Written exercise. Collect every line of the records that contains the string "profile", matching case exactly.
# Start of Supplied data
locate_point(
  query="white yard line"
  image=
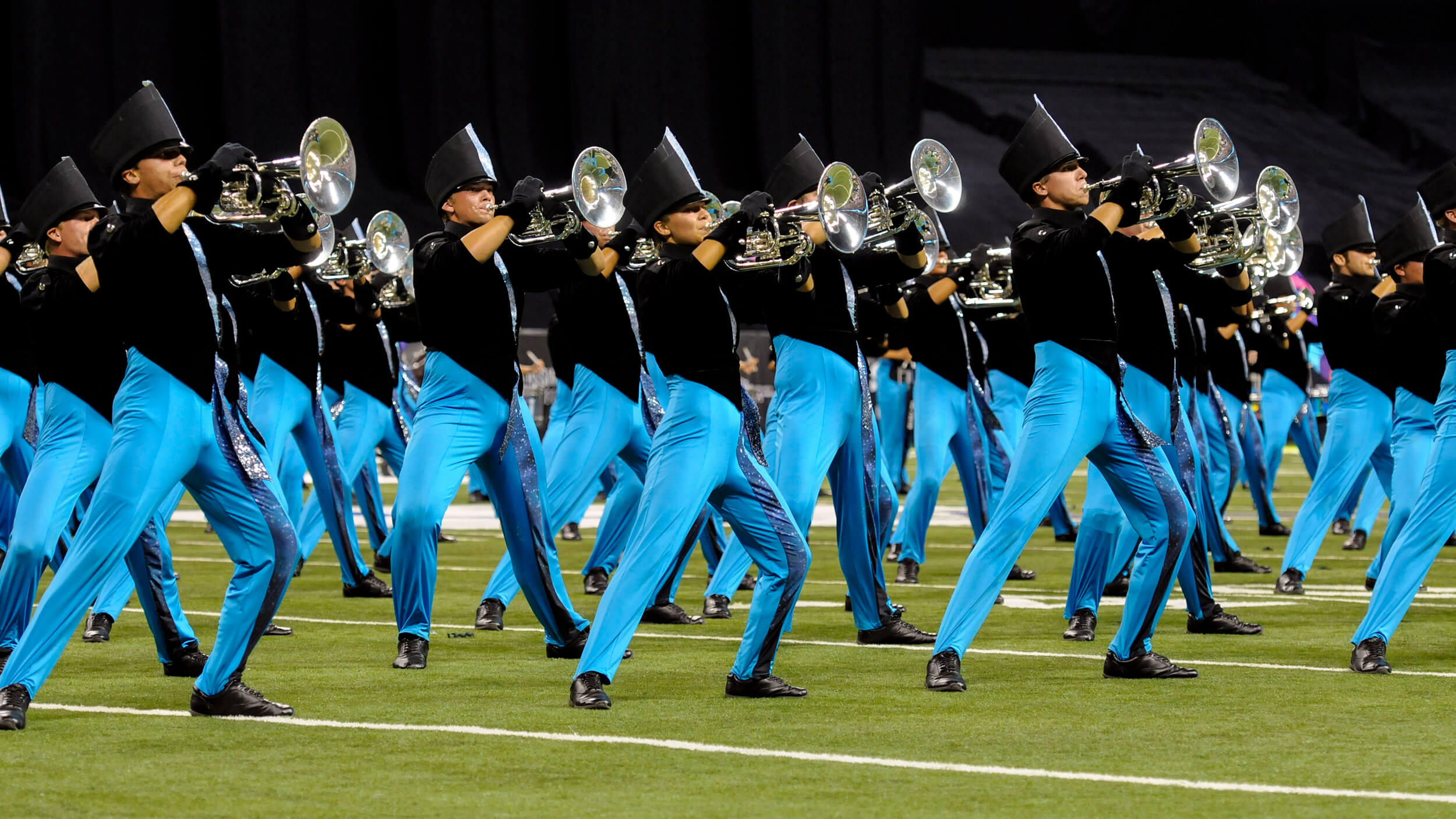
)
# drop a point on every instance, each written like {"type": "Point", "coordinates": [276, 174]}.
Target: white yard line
# End of Supplied data
# Start of Supplied data
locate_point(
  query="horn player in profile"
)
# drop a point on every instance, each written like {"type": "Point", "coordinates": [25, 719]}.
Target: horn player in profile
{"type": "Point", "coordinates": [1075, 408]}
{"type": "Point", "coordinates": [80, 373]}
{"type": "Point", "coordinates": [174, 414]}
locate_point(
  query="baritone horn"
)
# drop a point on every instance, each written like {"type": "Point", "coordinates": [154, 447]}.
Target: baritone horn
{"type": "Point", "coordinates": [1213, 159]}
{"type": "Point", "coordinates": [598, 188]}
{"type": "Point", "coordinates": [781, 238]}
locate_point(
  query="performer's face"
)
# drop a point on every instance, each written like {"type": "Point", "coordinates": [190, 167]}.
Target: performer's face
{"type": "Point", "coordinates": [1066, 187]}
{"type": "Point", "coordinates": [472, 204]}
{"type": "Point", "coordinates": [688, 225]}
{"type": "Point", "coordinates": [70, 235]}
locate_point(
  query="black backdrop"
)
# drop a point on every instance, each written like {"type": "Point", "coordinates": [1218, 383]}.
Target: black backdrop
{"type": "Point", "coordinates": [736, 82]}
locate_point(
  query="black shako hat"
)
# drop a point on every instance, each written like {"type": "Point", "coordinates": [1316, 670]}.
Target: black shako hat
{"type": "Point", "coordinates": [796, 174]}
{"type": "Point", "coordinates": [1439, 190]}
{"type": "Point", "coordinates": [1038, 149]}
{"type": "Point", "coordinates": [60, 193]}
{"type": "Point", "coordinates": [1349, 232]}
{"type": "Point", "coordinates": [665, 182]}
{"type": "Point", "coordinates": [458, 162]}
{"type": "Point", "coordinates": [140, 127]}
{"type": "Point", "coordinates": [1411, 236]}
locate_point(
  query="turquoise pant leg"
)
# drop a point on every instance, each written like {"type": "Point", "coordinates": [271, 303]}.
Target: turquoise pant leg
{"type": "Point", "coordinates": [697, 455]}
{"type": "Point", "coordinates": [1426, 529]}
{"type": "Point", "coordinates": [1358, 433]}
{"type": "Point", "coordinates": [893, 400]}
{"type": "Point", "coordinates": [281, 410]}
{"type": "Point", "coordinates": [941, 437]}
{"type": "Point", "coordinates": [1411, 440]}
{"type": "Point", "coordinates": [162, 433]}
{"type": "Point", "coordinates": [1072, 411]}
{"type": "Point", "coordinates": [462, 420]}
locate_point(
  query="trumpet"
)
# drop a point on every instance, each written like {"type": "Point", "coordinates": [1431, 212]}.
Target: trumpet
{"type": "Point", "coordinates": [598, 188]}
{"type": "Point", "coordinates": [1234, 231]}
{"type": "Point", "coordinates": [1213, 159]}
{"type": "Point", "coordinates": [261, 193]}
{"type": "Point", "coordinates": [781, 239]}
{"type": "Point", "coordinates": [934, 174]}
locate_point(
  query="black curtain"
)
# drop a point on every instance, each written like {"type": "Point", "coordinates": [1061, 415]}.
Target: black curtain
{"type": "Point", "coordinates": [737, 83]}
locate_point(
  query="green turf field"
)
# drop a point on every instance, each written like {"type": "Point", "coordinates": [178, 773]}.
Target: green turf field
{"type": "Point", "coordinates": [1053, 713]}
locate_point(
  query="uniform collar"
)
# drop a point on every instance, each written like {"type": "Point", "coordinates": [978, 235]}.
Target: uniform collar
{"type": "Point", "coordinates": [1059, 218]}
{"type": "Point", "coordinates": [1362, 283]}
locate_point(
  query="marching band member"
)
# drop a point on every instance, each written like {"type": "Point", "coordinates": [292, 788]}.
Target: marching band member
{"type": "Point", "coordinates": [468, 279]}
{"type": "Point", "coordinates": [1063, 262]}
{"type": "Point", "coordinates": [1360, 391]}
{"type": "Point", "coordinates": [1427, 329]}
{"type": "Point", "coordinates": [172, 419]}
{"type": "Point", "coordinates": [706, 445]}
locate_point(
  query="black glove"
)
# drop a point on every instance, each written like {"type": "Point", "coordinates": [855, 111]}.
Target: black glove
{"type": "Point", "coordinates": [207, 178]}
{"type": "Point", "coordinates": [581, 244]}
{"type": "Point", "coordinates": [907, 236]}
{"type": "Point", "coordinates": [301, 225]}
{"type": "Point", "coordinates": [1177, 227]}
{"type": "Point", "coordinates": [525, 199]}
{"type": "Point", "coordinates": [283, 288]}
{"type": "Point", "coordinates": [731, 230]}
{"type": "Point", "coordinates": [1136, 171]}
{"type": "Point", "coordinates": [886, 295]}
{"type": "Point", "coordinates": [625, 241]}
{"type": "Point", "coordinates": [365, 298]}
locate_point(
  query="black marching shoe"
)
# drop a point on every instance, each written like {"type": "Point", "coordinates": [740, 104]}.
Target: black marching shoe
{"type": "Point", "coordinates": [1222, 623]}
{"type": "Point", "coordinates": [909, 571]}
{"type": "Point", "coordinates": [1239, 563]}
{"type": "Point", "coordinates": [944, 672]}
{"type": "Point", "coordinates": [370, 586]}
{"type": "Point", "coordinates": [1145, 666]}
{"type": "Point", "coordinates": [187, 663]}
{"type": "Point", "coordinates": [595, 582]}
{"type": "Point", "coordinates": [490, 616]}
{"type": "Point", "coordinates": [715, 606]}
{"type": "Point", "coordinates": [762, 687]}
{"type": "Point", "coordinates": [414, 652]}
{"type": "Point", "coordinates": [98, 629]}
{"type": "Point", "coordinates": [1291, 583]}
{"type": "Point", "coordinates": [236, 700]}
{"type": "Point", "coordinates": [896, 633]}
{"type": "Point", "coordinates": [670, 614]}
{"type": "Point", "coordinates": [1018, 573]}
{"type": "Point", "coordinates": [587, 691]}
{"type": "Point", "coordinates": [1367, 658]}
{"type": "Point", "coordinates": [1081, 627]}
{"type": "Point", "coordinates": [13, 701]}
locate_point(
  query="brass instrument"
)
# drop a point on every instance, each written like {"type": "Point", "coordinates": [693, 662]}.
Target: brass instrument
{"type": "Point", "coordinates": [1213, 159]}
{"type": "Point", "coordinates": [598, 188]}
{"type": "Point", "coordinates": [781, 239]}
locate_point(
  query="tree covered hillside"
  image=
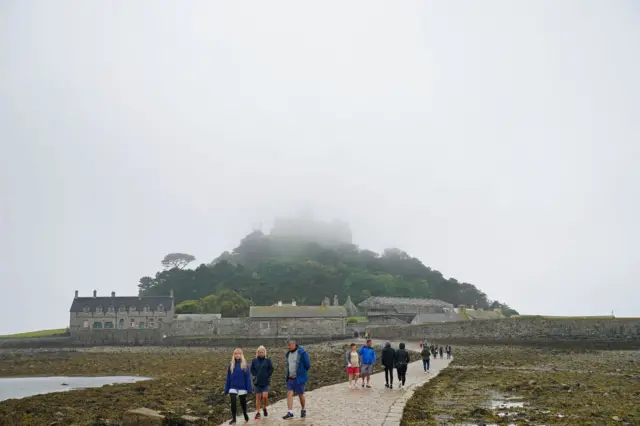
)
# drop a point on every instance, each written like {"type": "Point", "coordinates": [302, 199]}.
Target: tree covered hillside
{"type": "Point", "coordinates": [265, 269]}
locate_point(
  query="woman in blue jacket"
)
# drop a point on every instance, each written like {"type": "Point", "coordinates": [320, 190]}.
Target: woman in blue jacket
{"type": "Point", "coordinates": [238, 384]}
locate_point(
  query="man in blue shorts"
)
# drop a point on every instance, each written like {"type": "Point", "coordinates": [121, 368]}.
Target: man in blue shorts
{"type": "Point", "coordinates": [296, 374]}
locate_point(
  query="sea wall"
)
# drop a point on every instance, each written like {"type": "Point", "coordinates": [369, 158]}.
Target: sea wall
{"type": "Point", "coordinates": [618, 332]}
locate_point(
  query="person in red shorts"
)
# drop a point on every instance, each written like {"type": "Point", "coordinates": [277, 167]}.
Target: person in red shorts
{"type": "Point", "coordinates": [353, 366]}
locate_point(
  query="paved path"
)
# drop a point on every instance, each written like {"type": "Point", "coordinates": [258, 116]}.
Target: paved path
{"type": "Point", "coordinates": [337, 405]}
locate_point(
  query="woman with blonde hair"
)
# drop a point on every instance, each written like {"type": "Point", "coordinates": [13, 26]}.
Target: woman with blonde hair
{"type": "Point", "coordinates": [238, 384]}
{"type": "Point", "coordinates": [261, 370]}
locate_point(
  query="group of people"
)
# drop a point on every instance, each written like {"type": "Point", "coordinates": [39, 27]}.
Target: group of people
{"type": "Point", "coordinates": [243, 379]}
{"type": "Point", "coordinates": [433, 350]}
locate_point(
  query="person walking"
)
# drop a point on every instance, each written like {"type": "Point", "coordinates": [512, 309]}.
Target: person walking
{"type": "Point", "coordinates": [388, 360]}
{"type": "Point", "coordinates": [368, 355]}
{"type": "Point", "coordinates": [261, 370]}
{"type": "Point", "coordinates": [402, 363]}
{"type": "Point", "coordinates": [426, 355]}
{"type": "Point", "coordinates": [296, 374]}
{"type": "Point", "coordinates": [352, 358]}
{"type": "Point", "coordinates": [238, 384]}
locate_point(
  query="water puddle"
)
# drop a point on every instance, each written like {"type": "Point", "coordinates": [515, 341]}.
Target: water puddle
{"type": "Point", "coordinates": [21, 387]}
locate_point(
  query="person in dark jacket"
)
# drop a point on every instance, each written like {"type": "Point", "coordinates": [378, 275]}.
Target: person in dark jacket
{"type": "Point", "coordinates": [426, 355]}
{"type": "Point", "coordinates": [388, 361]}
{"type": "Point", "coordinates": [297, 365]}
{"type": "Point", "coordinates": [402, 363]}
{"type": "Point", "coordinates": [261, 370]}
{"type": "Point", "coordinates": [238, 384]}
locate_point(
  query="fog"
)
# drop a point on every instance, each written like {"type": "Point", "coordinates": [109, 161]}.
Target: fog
# End of Supplied data
# Start of Supplied data
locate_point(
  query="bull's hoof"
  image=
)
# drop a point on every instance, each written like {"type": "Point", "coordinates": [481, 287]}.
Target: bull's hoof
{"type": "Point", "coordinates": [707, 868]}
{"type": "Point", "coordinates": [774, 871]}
# End of Supplied data
Complete output.
  query="horn player in profile"
Target: horn player in profile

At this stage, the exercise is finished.